Challenge: Your task is to reproduce the entries below word for word.

Supplied records:
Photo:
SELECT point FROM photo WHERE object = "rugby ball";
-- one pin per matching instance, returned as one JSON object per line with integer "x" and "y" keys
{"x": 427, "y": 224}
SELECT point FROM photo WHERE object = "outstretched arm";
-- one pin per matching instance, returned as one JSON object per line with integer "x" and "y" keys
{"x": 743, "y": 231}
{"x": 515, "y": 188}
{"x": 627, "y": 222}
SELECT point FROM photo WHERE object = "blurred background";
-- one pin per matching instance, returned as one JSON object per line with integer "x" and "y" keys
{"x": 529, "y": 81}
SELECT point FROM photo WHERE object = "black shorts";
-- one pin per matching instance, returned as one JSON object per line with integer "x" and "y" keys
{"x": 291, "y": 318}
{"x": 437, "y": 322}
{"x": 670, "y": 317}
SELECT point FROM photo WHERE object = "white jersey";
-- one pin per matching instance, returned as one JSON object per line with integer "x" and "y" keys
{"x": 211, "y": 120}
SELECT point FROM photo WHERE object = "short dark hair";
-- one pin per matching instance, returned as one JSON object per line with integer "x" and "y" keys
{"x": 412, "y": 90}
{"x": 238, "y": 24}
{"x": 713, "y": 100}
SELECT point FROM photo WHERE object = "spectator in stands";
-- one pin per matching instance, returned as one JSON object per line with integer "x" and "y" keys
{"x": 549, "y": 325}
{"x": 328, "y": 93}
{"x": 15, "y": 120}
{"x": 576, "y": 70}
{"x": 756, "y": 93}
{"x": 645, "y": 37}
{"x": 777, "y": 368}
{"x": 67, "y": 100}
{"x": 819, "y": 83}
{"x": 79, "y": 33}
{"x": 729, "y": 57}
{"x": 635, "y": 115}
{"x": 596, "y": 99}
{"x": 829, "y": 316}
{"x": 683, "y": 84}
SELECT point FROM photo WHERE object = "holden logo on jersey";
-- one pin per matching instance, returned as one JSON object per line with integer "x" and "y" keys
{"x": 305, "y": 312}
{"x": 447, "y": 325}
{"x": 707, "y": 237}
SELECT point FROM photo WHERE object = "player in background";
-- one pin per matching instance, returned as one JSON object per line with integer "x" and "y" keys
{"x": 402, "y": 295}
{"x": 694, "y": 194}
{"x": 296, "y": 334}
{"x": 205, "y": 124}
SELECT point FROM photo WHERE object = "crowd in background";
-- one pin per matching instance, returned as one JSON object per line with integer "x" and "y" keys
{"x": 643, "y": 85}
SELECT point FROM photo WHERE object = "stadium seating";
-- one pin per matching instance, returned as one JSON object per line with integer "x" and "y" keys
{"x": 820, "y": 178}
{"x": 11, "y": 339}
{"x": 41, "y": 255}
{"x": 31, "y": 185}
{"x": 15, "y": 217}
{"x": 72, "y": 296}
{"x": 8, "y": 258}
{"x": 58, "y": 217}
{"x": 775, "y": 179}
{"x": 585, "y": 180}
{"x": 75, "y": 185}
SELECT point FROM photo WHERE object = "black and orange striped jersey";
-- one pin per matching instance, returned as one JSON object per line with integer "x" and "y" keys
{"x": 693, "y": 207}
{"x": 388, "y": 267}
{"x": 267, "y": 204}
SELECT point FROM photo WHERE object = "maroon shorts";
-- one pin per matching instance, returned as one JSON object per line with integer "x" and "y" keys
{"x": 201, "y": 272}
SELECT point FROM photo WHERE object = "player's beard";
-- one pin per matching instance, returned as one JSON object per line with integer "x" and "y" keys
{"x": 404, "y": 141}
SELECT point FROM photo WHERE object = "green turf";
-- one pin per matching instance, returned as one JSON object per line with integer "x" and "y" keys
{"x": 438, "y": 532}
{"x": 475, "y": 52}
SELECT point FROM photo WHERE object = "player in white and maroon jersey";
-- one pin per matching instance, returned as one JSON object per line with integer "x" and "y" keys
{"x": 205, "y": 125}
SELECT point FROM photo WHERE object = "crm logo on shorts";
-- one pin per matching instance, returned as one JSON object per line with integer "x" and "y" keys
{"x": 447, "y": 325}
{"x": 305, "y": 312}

Answer to the task:
Photo:
SELECT point FROM photo WHERE object = "rugby ball";
-- one pin per matching instance, returned as one JSON object per line with integer "x" and "y" keys
{"x": 427, "y": 224}
SELECT point FROM photo WHERE object = "outstretched arm";
-- one pin per matching instance, returned as one JSON object per line with integer "x" and "y" keys
{"x": 743, "y": 231}
{"x": 515, "y": 188}
{"x": 627, "y": 222}
SELECT point FROM photo WHERE object = "blurred background";
-- one pin per matching instance, returned as one JSON object per line with integer "x" and "y" keys
{"x": 529, "y": 81}
SELECT point FROM photo WHERE object = "black shorts";
-- one pin per matching instance, returned as one JSON object per line with integer "x" and "y" keys
{"x": 291, "y": 318}
{"x": 437, "y": 322}
{"x": 670, "y": 317}
SELECT point FROM photo WHERE object = "white jersey";
-- one pin per matching instance, returned as one JSON object per line with integer "x" and "y" keys
{"x": 211, "y": 120}
SELECT point FROM photo WHERE object = "short dark hair";
-- one pin per matching instance, returned as one JSON object per line with integer "x" and "y" keys
{"x": 412, "y": 90}
{"x": 238, "y": 24}
{"x": 713, "y": 100}
SELECT point FROM photo WHERE object = "spectator in stands";
-- one pin per matching instance, returned as one JSON object per line with integer "x" and "y" keys
{"x": 549, "y": 325}
{"x": 328, "y": 93}
{"x": 15, "y": 120}
{"x": 576, "y": 70}
{"x": 756, "y": 93}
{"x": 645, "y": 37}
{"x": 777, "y": 368}
{"x": 67, "y": 100}
{"x": 819, "y": 83}
{"x": 79, "y": 33}
{"x": 729, "y": 57}
{"x": 635, "y": 115}
{"x": 596, "y": 99}
{"x": 829, "y": 316}
{"x": 683, "y": 84}
SELECT point FROM photo WHERE object = "holden logo on jersey";
-- one pin per matching instance, returned as one JSON object per line with integer "x" and "y" keys
{"x": 305, "y": 312}
{"x": 447, "y": 325}
{"x": 707, "y": 237}
SELECT point FROM photo WHERE object = "player in background";
-- one pin per matching instance, returned as one JSON object per line with integer "x" and "y" keys
{"x": 402, "y": 295}
{"x": 694, "y": 194}
{"x": 296, "y": 334}
{"x": 205, "y": 124}
SELECT point FROM photo WHERE object = "crowd in background";
-- one pin per matching instance, returned as one JSON object per line with integer "x" and "y" keys
{"x": 643, "y": 85}
SELECT point FROM photo WHERE object = "stadium seating";
-- one pin per matching instance, returned as one JSON object per line with integer "x" and "y" keys
{"x": 820, "y": 178}
{"x": 11, "y": 339}
{"x": 41, "y": 255}
{"x": 31, "y": 185}
{"x": 15, "y": 217}
{"x": 72, "y": 296}
{"x": 8, "y": 258}
{"x": 58, "y": 217}
{"x": 775, "y": 179}
{"x": 585, "y": 180}
{"x": 75, "y": 185}
SELECT point FROM photo WHERE object = "black and orange striped jersey";
-- one pin per matching instance, returned as one JSON object per line with integer "x" and "y" keys
{"x": 693, "y": 207}
{"x": 388, "y": 267}
{"x": 267, "y": 204}
SELECT point FROM photo WHERE object = "maroon shorts";
-- one pin per matching instance, returned as one JSON object per line with integer "x" and "y" keys
{"x": 201, "y": 272}
SELECT point FROM photo WHERE object = "player's beard";
-- one pin per matching instance, returned as one JSON object per line with integer "x" and "y" keys
{"x": 404, "y": 141}
SELECT point FROM photo WHERE object = "green turf";
-- one pin per matching instance, returned as one JSON object per line with integer "x" and "y" keys
{"x": 438, "y": 532}
{"x": 475, "y": 52}
SELECT point FROM photo WHERE object = "player in white and maroon jersey";
-- one pin per matching instance, returned as one JSON object per line with integer "x" and "y" keys
{"x": 205, "y": 125}
SELECT point FROM photo WHERE object = "crm logo on shorts";
-- one pin per matching instance, returned as one JSON object per line with integer "x" and "y" keys
{"x": 447, "y": 325}
{"x": 305, "y": 312}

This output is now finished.